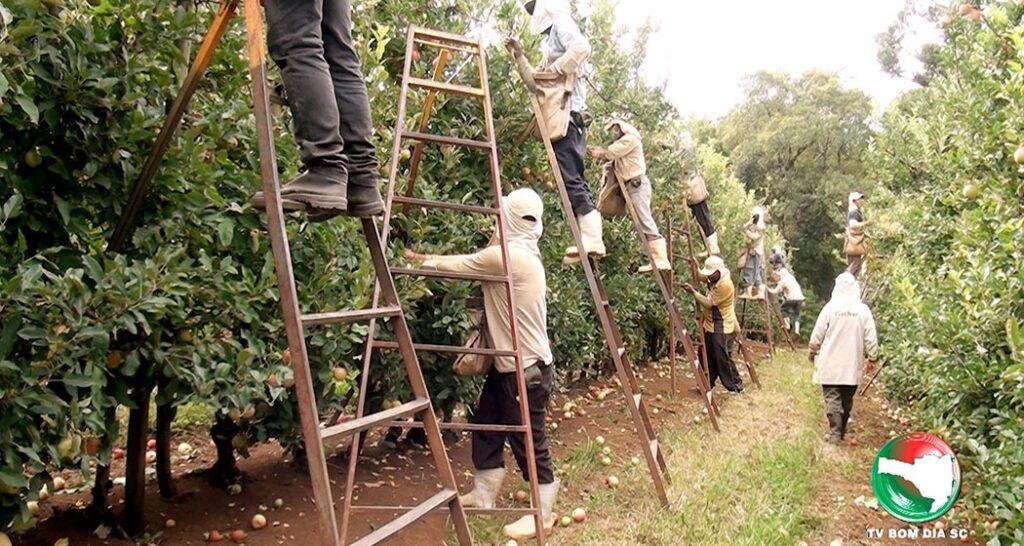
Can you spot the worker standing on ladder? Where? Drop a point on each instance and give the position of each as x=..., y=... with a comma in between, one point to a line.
x=562, y=93
x=626, y=155
x=719, y=323
x=696, y=200
x=311, y=43
x=793, y=298
x=499, y=400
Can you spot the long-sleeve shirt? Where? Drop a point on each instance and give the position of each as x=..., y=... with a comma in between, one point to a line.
x=565, y=48
x=529, y=296
x=843, y=336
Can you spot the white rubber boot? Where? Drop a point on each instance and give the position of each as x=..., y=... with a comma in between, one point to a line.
x=660, y=253
x=486, y=484
x=525, y=527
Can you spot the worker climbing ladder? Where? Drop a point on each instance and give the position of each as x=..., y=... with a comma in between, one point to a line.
x=295, y=322
x=446, y=45
x=695, y=279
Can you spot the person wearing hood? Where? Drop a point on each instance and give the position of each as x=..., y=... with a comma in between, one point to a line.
x=696, y=200
x=311, y=43
x=561, y=90
x=754, y=235
x=793, y=298
x=499, y=400
x=854, y=246
x=719, y=323
x=844, y=336
x=626, y=156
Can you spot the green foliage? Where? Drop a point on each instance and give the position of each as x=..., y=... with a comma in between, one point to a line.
x=949, y=287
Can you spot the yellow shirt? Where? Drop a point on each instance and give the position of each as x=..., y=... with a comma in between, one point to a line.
x=721, y=318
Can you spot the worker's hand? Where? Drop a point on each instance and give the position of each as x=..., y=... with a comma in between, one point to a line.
x=513, y=46
x=412, y=255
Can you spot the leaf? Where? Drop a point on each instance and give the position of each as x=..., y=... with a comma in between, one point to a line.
x=29, y=107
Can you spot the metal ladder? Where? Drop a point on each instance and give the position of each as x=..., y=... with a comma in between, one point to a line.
x=448, y=43
x=295, y=322
x=652, y=450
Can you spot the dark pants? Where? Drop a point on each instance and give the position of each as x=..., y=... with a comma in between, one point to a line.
x=720, y=363
x=570, y=151
x=311, y=42
x=839, y=404
x=702, y=214
x=499, y=405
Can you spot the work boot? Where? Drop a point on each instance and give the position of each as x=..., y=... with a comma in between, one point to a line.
x=591, y=231
x=525, y=527
x=322, y=190
x=660, y=253
x=712, y=247
x=486, y=484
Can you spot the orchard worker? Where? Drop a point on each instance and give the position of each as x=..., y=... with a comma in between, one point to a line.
x=311, y=43
x=843, y=337
x=754, y=235
x=719, y=323
x=854, y=246
x=696, y=200
x=629, y=165
x=561, y=90
x=793, y=298
x=499, y=400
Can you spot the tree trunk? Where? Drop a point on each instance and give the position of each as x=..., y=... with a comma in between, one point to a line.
x=134, y=514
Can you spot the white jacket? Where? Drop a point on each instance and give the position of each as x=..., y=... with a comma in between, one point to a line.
x=843, y=336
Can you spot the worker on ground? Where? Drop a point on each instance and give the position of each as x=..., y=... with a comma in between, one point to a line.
x=562, y=94
x=696, y=200
x=499, y=400
x=843, y=336
x=629, y=165
x=754, y=235
x=793, y=298
x=854, y=246
x=719, y=323
x=311, y=43
x=777, y=258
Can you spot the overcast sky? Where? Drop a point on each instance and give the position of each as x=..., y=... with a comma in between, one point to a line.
x=704, y=48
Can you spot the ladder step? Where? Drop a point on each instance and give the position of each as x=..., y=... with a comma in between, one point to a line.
x=449, y=275
x=436, y=138
x=428, y=204
x=315, y=319
x=448, y=88
x=448, y=37
x=397, y=525
x=336, y=432
x=459, y=349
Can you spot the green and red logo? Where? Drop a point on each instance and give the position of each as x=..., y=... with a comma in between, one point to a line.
x=916, y=477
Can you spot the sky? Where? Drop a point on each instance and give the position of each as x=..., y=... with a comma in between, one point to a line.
x=702, y=49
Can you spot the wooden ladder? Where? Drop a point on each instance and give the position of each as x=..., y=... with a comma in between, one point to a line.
x=446, y=44
x=313, y=435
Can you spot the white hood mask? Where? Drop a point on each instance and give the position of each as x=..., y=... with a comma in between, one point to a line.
x=546, y=12
x=847, y=290
x=524, y=213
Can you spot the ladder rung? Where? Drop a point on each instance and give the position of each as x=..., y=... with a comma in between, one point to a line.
x=459, y=349
x=448, y=88
x=440, y=139
x=428, y=204
x=397, y=525
x=380, y=418
x=418, y=32
x=450, y=275
x=315, y=319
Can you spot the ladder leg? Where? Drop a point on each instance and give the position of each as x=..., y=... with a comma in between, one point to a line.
x=286, y=282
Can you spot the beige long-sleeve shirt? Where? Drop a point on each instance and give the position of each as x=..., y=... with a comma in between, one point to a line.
x=530, y=296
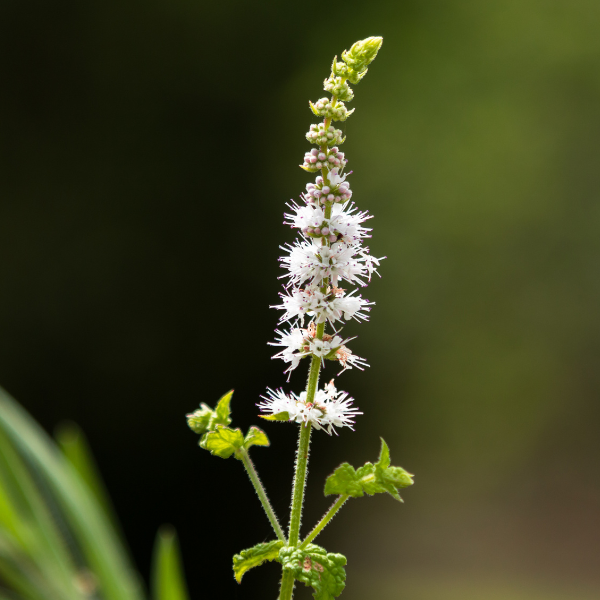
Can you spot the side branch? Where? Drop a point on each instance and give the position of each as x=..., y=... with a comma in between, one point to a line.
x=262, y=494
x=325, y=520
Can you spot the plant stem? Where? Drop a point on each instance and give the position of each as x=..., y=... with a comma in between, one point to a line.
x=262, y=494
x=325, y=520
x=286, y=590
x=287, y=580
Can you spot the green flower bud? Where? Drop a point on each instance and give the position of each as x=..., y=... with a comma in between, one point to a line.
x=362, y=54
x=338, y=87
x=324, y=108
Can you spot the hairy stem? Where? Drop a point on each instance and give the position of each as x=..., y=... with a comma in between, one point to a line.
x=325, y=520
x=287, y=580
x=261, y=492
x=286, y=590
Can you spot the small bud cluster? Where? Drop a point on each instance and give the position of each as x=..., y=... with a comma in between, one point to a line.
x=325, y=108
x=316, y=160
x=319, y=193
x=325, y=136
x=338, y=87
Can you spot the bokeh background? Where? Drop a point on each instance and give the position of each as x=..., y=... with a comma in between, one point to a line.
x=147, y=152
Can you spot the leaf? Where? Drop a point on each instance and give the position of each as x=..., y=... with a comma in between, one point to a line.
x=255, y=556
x=316, y=568
x=222, y=442
x=206, y=419
x=370, y=478
x=198, y=420
x=168, y=581
x=223, y=411
x=283, y=416
x=256, y=437
x=390, y=478
x=344, y=481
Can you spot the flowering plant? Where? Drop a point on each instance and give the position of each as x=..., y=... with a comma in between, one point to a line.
x=330, y=251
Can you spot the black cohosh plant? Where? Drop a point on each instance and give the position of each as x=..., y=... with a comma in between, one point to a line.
x=329, y=254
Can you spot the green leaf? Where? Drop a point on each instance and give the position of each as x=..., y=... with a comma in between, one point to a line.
x=77, y=506
x=316, y=568
x=198, y=420
x=255, y=556
x=370, y=478
x=283, y=416
x=168, y=581
x=390, y=478
x=222, y=442
x=206, y=419
x=256, y=437
x=344, y=481
x=223, y=411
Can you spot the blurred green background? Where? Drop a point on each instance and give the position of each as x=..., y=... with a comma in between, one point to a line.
x=147, y=152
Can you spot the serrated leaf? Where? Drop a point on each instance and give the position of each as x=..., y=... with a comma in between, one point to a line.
x=256, y=437
x=168, y=581
x=316, y=568
x=282, y=416
x=370, y=478
x=344, y=481
x=255, y=556
x=222, y=442
x=199, y=420
x=206, y=419
x=222, y=411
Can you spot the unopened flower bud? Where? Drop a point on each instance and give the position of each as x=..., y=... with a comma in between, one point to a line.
x=360, y=56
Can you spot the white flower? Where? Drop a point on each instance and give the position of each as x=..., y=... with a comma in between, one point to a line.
x=349, y=360
x=328, y=410
x=294, y=348
x=332, y=306
x=301, y=302
x=340, y=261
x=334, y=178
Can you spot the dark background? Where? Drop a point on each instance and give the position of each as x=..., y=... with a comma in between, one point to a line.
x=147, y=152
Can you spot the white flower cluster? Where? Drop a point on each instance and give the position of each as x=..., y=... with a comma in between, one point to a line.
x=299, y=342
x=329, y=252
x=328, y=410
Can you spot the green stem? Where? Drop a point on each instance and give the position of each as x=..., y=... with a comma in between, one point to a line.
x=325, y=520
x=299, y=483
x=262, y=494
x=287, y=581
x=286, y=591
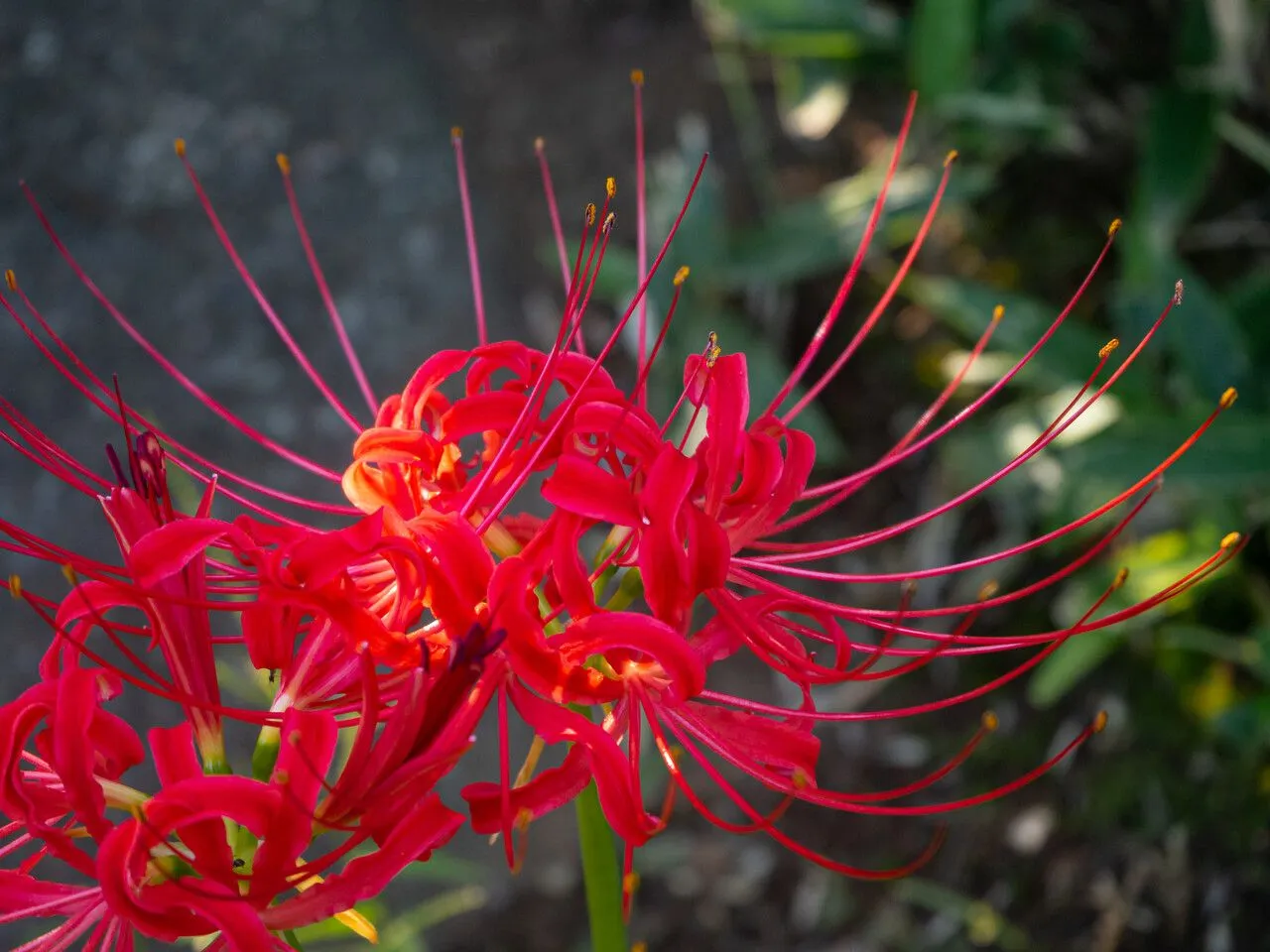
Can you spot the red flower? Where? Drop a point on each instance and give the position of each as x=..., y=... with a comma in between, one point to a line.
x=451, y=587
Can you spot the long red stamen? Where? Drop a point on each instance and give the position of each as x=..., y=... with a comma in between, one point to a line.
x=456, y=137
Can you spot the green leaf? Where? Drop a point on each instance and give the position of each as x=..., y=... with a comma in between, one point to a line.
x=1070, y=356
x=1245, y=139
x=1179, y=151
x=1205, y=336
x=1071, y=662
x=942, y=48
x=820, y=28
x=1232, y=456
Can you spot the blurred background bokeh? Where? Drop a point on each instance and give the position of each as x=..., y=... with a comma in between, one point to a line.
x=1065, y=114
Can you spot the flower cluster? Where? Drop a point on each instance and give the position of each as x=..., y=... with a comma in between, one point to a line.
x=521, y=534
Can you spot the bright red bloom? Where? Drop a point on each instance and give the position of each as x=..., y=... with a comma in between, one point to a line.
x=451, y=588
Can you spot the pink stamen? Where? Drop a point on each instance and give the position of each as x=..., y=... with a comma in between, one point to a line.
x=324, y=289
x=640, y=220
x=553, y=212
x=456, y=137
x=848, y=280
x=883, y=302
x=258, y=295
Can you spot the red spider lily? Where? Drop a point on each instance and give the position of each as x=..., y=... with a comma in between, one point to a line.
x=207, y=853
x=659, y=557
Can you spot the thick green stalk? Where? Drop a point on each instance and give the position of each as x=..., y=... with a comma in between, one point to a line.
x=601, y=874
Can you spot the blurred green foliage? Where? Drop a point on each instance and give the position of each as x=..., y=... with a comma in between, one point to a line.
x=1065, y=116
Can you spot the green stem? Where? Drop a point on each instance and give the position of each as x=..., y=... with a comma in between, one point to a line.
x=601, y=874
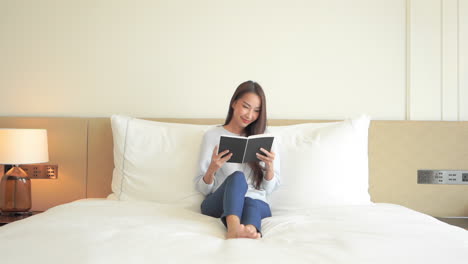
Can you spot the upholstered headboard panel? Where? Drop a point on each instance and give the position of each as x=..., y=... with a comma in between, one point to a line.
x=82, y=147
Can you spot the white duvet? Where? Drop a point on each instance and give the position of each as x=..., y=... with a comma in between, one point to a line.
x=108, y=231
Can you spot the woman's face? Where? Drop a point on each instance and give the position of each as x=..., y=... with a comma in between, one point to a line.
x=246, y=110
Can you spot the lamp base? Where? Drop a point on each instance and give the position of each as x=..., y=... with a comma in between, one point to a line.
x=15, y=192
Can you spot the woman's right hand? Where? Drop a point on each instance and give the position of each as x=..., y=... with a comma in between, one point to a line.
x=217, y=161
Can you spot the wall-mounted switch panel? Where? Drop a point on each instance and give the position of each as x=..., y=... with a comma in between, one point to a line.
x=41, y=171
x=442, y=177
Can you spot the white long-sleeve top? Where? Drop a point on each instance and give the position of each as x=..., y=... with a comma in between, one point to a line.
x=210, y=140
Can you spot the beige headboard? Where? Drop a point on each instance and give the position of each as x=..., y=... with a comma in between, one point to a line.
x=82, y=147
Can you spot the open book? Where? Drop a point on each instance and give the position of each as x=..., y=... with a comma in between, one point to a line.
x=244, y=149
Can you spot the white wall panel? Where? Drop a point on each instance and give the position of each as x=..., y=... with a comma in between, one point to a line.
x=463, y=59
x=425, y=60
x=182, y=58
x=450, y=60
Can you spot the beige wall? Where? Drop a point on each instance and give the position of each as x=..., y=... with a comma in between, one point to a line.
x=182, y=58
x=392, y=59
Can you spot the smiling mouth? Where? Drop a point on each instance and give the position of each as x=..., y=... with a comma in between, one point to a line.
x=245, y=121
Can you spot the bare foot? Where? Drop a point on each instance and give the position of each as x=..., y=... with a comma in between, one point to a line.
x=243, y=232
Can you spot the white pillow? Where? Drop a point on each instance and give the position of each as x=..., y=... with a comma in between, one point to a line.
x=323, y=164
x=155, y=161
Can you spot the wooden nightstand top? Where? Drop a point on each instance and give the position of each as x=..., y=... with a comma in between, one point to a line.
x=10, y=219
x=456, y=221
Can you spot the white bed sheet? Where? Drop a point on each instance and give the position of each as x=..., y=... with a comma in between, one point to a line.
x=107, y=231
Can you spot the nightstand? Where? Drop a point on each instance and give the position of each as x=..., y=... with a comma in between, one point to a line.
x=10, y=219
x=456, y=221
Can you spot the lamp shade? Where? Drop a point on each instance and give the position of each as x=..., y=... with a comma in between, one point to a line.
x=23, y=146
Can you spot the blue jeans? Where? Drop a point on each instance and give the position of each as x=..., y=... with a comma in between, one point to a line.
x=229, y=199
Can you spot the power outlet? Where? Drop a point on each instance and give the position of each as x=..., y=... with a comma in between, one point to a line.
x=443, y=176
x=41, y=171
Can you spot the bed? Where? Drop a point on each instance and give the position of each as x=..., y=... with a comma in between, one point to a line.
x=149, y=218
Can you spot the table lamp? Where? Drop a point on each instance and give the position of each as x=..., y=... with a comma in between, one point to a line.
x=20, y=146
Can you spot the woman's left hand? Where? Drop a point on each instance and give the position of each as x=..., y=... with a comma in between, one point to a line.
x=267, y=157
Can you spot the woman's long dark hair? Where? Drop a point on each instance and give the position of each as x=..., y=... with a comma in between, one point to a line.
x=256, y=127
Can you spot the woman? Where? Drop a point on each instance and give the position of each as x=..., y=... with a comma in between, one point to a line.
x=237, y=193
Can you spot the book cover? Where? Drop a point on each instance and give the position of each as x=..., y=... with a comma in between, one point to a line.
x=244, y=149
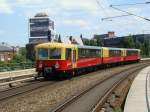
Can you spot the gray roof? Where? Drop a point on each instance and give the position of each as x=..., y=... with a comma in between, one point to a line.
x=6, y=48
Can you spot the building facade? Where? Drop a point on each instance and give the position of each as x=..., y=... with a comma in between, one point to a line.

*WHAT IS NEEDED*: In your copy, include no pictures and only the lines from the line with "Can you spot the woman's left" through the final line of the listing above, reproduced exactly.

*EXERCISE SOLUTION*:
Can you spot the woman's left hand? Where? Drop a point on each instance and give the position of each as x=..., y=... with a comma in between, one point to a line.
x=267, y=157
Can you spot the woman's long dark hair? Where? Drop a point on each instance and give the position of each as x=..., y=... with a comma in between, one point to a line.
x=256, y=127
Can you spot the woman? Where? Drop a point on each instance and give the position of each as x=..., y=... with a comma in between, one point to a line.
x=237, y=193
Can you spot the book cover? Where? Drop a point on each instance and give the position of each as x=..., y=... with a comma in between, one point to a line.
x=244, y=149
Can you spot the gray roof? Where? Drop a point on each instance and give the position of each as x=..., y=... with a comma in between, one point to a line.
x=6, y=48
Can you spot the building facade? Where? Drop a point on each instance and give the position of each as x=..., y=... with a comma in between, one point to a line.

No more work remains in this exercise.